== SELECTED EXCERPT ==
The Parallel_Block instruction is very similar to the Parallel_Call instruction, except that it identifies instructions that are part of the current routine, rather than calling a separate routine. The execution of these instructions is performed by a separate picothread, which has its own pTCB, and local area. The static link of the local area for the Parallel_Block picothread refers to the local area of the thread invoking the Parallel_Block instruction, allowing the nested picothread to use up-level references to reach the local variables of the enclosing picothread.

The Return instruction is used to complete processing of both a Parallel_Call and a Parallel_Block, and the Parallel_Wait is used to wait for either kind of parallel activity.

We recently completed a prototype implementation of the ParaSail Virtual Machine, including the picothread scheduling. We learned some interesting lessons along the way. Initially, a vCPU that was executing a picothread that performed a Parallel_Wait was itself suspended. That quickly exhausted the number of vCPUs, and led us to start dynamically creating new vCPUs. That caused the overall stack space to grow dramatically, since each vCPU needed its own heavy-weight threading context in the underlying operating system, along with a stack.

At this point, we concluded that a vCPU that executed a Parallel_Wait instruction should service the queue of waiting pTCBs if the picothread master it was waiting for was not yet complete. That significantly reduced the number of vCPUs needed. However, it still didn't seem to be as efficient as it could be. As originally implemented, the queue of waiting pTCBs was first-in, first-out (FIFO). However, after looking at various traces of execution, we realized that it was the last pTCB that was created which was always the first pTCB to be awaited. Hence, we concluded that the pTCB queue should be last-in, first-out (LIFO). That is, a vCPU should preferentially service the most recently queued pTCB when it had cycles to spare, since that would more likely be associated with a picothread master that is being awaited, and by servicing that pTCB first, it will reduce the number of pTCBs that were suspended in a Parallel_Wait instruction. After making this final change, even a heavily recursive algorithm throwing off lots of parallel picothreads was handled efficiently.

Rows from a dataset
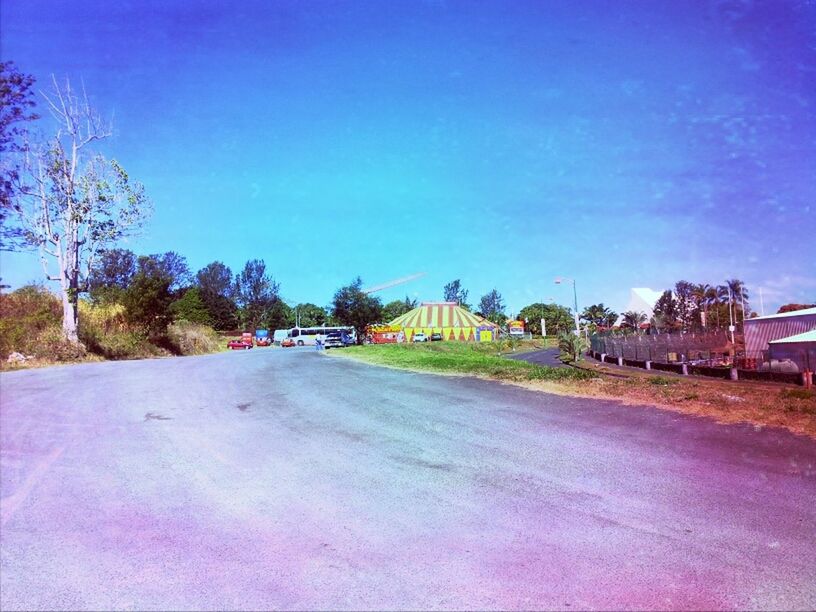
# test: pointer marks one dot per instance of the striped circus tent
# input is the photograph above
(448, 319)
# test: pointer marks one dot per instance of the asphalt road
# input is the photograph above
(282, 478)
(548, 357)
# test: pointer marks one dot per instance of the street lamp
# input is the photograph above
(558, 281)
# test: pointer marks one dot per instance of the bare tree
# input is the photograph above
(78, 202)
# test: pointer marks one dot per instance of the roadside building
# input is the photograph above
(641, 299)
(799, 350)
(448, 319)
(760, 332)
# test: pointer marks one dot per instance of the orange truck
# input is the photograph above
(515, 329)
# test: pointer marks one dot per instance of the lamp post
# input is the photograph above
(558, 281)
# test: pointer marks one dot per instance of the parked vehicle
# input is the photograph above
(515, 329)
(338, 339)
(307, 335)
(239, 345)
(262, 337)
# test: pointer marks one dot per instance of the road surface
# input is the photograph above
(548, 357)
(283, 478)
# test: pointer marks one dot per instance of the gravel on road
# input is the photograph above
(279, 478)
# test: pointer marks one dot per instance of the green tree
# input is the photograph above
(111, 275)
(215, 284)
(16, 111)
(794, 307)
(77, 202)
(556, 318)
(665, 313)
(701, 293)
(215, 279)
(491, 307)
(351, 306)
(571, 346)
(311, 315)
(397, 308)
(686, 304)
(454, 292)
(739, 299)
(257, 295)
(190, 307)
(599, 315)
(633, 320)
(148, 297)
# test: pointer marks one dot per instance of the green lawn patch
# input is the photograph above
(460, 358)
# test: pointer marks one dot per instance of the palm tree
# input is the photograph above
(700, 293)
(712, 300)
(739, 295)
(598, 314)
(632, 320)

== WHAT YOU WILL DO ==
1. According to the picothread scheduling passage, how was the queue of waiting pTCBs ordered when first implemented?
2. Change "prototype" to "preliminary" and write out everything in the picothread scheduling passage from "The Return instruction" down to "with a stack.".
3. List every virtual machine instruction that the picothread scheduling passage names.

== LIST OF SOLUTIONS ==
1. First-in, first-out (FIFO).

2.
The Return instruction is used to complete processing of both a Parallel_Call and a Parallel_Block, and the Parallel_Wait is used to wait for either kind of parallel activity.

We recently completed a preliminary implementation of the ParaSail Virtual Machine, including the picothread scheduling. We learned some interesting lessons along the way. Initially, a vCPU that was executing a picothread that performed a Parallel_Wait was itself suspended. That quickly exhausted the number of vCPUs, and led us to start dynamically creating new vCPUs. That caused the overall stack space to grow dramatically, since each vCPU needed its own heavy-weight threading context in the underlying operating system, along with a stack.

3. Parallel_Block, Parallel_Call, Return, Parallel_Wait